───── Given records ─────

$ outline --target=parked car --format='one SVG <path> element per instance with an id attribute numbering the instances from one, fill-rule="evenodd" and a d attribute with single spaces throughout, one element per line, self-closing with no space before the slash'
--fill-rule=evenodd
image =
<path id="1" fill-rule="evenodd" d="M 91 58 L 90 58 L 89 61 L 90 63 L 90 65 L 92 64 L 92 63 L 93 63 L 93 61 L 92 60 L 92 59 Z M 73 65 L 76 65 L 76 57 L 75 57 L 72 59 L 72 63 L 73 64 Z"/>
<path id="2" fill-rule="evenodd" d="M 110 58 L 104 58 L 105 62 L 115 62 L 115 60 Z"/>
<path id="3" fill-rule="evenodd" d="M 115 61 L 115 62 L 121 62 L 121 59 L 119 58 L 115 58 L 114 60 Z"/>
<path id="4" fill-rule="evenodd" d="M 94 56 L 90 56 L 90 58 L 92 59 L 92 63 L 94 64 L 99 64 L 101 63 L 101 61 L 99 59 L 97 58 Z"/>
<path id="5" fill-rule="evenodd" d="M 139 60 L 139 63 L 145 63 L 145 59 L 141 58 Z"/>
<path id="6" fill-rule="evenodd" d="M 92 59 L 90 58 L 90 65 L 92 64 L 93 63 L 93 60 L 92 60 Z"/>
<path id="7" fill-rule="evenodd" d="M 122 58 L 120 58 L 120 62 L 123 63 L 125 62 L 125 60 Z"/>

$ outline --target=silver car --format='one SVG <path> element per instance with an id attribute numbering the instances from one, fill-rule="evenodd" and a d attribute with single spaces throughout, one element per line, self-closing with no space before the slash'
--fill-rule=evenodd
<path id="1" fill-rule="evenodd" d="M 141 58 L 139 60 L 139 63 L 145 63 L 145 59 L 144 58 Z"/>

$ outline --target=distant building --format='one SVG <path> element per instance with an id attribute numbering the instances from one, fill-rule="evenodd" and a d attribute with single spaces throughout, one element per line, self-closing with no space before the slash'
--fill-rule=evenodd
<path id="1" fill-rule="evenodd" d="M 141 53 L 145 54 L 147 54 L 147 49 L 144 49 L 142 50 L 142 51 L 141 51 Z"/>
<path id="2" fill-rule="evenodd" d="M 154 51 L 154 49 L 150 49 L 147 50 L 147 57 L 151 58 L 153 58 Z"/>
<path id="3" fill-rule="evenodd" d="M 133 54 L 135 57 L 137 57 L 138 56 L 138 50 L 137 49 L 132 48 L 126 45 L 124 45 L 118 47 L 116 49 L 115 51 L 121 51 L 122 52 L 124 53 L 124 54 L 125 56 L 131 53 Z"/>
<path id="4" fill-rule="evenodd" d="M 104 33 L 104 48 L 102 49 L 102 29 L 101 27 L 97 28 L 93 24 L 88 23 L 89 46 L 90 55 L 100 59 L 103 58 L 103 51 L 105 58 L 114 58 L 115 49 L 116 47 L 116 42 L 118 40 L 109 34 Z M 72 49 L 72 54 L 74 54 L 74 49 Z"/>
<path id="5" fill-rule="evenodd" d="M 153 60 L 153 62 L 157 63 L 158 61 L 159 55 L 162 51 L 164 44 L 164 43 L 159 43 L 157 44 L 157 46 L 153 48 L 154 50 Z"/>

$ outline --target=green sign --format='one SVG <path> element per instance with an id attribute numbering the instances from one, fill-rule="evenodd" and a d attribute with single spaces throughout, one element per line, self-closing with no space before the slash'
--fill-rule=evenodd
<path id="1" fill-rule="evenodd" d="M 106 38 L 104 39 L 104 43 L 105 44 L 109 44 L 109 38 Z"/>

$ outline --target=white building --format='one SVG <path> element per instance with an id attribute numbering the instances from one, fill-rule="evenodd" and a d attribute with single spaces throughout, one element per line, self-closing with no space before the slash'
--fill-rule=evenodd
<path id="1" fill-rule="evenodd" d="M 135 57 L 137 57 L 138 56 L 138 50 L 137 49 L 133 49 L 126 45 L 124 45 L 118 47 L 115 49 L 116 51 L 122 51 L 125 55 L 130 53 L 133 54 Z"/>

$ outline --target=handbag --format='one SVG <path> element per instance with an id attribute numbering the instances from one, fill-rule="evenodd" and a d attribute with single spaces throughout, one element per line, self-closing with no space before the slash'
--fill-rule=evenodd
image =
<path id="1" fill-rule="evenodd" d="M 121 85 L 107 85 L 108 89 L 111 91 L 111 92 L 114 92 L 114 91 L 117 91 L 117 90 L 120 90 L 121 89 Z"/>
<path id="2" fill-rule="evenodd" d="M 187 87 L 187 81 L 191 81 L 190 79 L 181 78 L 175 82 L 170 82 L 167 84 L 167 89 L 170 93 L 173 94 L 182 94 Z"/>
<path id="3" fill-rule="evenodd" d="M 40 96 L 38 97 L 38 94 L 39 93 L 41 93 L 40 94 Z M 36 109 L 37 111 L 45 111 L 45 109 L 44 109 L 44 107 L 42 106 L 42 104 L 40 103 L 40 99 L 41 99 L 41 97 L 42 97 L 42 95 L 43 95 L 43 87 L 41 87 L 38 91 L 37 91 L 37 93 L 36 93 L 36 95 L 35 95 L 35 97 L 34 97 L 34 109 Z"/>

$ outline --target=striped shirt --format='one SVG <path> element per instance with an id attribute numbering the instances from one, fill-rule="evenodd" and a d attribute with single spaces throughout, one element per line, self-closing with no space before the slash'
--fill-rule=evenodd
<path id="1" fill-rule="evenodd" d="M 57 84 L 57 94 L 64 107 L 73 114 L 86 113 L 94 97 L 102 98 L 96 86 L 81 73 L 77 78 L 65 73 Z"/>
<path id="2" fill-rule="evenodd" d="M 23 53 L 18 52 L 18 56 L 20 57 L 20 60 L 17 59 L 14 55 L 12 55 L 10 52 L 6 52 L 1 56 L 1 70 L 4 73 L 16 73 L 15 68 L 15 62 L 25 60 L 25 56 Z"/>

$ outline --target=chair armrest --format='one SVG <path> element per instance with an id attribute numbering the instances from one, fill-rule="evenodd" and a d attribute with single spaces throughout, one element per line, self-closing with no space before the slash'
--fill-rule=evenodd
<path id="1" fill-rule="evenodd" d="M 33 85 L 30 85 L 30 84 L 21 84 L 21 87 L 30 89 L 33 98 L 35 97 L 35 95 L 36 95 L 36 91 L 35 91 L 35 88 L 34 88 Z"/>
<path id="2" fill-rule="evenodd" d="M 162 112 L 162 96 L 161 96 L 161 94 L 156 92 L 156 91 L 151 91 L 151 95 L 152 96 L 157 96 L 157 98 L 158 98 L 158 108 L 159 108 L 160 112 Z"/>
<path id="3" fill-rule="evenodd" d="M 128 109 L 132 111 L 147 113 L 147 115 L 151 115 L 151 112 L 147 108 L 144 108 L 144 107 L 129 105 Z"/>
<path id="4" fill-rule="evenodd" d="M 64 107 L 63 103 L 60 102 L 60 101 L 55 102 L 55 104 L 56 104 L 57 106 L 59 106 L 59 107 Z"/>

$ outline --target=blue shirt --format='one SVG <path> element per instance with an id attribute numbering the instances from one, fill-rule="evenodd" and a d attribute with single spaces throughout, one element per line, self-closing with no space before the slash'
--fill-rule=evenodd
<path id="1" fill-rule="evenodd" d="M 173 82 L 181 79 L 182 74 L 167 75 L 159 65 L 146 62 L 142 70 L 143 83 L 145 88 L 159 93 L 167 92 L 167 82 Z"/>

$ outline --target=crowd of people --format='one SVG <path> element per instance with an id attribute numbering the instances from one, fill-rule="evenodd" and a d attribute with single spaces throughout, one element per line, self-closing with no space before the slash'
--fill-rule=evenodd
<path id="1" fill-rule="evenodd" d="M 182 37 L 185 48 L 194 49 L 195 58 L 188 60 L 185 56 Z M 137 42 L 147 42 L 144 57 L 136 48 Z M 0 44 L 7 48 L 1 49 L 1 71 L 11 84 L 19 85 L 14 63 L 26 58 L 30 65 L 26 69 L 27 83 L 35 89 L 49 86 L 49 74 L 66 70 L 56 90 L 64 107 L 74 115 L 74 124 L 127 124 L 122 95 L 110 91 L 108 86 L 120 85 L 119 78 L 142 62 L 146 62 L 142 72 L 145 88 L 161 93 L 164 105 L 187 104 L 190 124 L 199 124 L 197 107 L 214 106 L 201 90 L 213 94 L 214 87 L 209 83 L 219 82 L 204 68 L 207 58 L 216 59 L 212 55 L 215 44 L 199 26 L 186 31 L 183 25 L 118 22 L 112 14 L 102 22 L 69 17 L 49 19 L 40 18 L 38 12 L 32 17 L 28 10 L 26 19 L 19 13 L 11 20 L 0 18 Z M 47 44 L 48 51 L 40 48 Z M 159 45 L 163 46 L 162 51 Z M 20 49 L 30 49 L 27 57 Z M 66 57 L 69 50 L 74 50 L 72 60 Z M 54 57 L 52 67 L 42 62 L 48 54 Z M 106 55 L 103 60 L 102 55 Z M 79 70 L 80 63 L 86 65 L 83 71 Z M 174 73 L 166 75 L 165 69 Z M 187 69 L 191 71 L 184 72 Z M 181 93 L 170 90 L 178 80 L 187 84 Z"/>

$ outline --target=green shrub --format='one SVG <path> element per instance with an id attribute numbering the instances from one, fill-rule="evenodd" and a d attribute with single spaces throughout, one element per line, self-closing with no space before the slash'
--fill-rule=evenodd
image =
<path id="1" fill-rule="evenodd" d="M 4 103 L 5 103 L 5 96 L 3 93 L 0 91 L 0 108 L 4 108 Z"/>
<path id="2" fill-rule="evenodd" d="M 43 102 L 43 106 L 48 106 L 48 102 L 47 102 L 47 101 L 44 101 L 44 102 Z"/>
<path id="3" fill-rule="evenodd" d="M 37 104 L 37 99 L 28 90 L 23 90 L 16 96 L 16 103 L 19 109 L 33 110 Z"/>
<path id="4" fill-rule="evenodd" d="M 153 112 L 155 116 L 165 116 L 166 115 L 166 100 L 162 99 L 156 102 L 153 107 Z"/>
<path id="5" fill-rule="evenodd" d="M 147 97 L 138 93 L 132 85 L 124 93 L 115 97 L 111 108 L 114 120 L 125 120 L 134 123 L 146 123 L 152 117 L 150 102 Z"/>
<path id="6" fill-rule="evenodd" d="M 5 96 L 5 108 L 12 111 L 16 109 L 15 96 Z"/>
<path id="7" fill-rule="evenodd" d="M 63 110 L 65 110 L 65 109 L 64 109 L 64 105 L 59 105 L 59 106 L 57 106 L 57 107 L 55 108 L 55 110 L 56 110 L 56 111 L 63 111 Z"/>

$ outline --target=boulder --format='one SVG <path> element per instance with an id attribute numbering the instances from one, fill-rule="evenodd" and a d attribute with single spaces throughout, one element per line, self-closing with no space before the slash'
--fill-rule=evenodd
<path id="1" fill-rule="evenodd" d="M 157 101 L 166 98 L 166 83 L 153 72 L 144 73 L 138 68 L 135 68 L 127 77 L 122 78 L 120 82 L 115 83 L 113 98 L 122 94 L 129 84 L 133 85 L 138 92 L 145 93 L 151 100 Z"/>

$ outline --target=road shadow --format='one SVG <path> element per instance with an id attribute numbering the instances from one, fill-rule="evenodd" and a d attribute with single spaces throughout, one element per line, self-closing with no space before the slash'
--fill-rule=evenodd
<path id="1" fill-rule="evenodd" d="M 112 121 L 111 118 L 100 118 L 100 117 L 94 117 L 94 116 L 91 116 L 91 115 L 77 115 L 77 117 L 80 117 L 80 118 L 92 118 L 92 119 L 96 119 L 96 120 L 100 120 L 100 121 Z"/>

─────

Required work — Repeat the material between the lines holding "outline --target=blue shirt" and "173 82 L 181", inclusive, swapping "blue shirt" for "white shirt" and leaving everything else unchanged.

Exercise output —
$ outline --target=white shirt --format='one SVG <path> element per instance with an id attribute numbering the instances from one, fill-rule="evenodd" and a d attribute with single spaces throughout, one element per line, self-closing with no space before the slash'
--fill-rule=evenodd
<path id="1" fill-rule="evenodd" d="M 173 82 L 181 79 L 182 74 L 167 75 L 159 65 L 146 62 L 142 70 L 143 83 L 145 88 L 159 93 L 167 92 L 167 82 Z"/>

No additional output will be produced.